» **EXERCISE DATA**:
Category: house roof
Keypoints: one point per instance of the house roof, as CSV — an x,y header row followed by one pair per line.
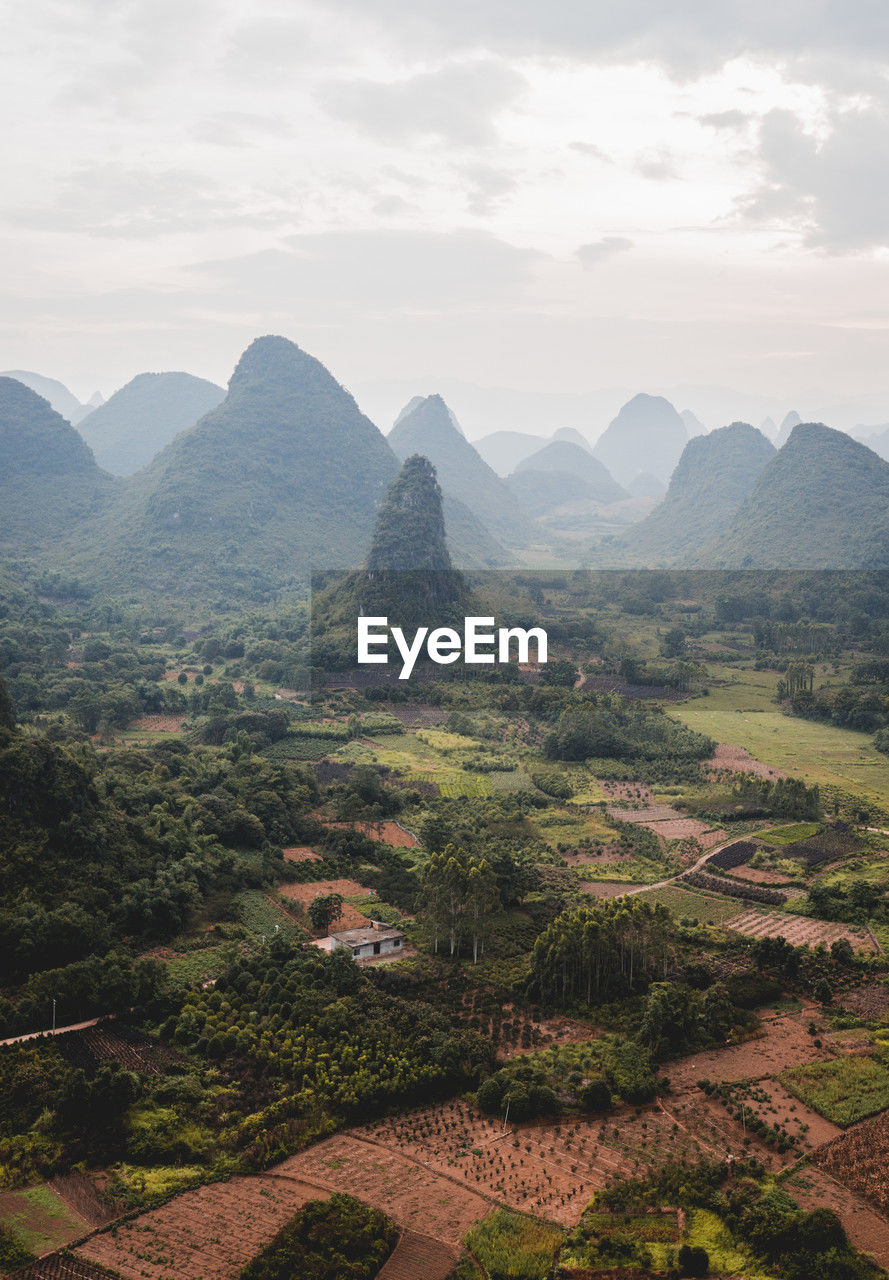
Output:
x,y
362,937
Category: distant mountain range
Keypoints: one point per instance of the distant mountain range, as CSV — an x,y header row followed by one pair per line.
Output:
x,y
285,475
134,424
711,479
429,428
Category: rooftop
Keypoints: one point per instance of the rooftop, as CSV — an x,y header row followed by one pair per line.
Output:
x,y
361,937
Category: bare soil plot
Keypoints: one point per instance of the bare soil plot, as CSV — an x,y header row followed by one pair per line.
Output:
x,y
756,876
605,888
301,854
678,828
417,1257
207,1233
416,1197
736,759
784,1042
306,894
548,1169
159,723
388,831
798,929
870,1001
649,813
814,1188
628,792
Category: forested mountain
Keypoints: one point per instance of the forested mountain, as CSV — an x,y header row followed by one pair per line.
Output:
x,y
285,475
55,392
429,429
646,435
823,502
143,416
713,478
568,458
49,479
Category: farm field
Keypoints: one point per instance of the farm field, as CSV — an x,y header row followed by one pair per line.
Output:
x,y
39,1219
690,904
210,1232
797,929
843,1091
739,711
550,1169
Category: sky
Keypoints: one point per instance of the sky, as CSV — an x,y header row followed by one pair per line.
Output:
x,y
553,197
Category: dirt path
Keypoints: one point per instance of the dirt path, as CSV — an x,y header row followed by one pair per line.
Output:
x,y
59,1031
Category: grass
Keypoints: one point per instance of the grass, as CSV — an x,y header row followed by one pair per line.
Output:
x,y
709,1232
739,709
39,1220
512,1247
791,833
706,908
843,1089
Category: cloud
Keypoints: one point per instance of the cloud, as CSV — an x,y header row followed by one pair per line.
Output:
x,y
656,165
599,251
457,103
725,119
376,272
684,36
834,188
128,202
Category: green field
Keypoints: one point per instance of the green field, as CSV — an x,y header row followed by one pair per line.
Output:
x,y
706,908
739,709
789,835
39,1220
843,1089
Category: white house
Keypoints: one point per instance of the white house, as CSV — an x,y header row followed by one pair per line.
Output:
x,y
375,940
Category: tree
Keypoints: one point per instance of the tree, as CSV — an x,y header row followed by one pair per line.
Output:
x,y
324,909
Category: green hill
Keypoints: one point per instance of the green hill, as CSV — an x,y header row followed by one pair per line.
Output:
x,y
429,429
408,575
49,479
55,392
284,476
646,435
823,502
568,460
713,478
143,416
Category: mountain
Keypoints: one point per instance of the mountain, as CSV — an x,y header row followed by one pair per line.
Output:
x,y
137,421
284,476
711,479
572,437
408,576
646,435
693,425
876,438
569,458
429,429
503,451
49,479
56,393
788,423
823,502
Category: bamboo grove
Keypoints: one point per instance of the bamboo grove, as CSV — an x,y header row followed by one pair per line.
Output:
x,y
613,949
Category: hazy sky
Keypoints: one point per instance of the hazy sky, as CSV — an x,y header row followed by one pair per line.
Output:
x,y
545,195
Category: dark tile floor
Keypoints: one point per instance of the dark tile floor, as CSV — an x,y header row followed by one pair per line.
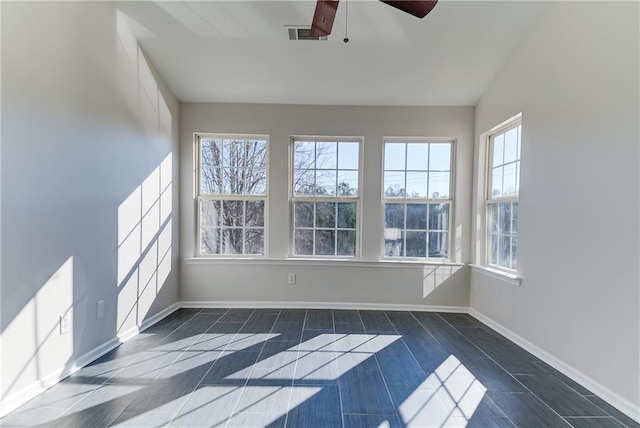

» **PROBLEM STATEMENT**: Starting at the line that contains "Category: tree", transcribe each line through the last one of the entries above, exactly and without pictures.

» **OUTPUT OF THE TASK**:
Category: tree
Keypoints: one point per instance of the tree, as CSV — an x,y header row followed by one pair per line.
Output:
x,y
324,909
Category: green hill
Keypoints: one point per instance of the green hill, as CSV — an x,y header row followed by one pair per line.
Output:
x,y
429,429
408,575
49,479
55,392
284,476
646,435
823,502
568,460
713,478
143,416
Category: mountain
Keypoints: one point per instance of the mountain, as CSV — an x,y header row followed by one pair per line.
Output:
x,y
137,421
284,476
711,479
572,437
408,576
646,435
693,425
876,438
569,458
429,429
503,451
49,479
56,393
788,423
823,502
Category: bamboo grove
Keypoints: one point per instance of the bamboo grove, as CSV — an x,y header row followed by one pair per line.
Output:
x,y
613,949
Category: hazy sky
Keypoints: one point per instance of the hazy sky, as CSV — an x,y header row followed by one pair per line.
Output:
x,y
545,195
Category: dark tile floor
Keypoints: one point per instance of the dark tile floor, as CSV — an x,y header row followed by one pair per line.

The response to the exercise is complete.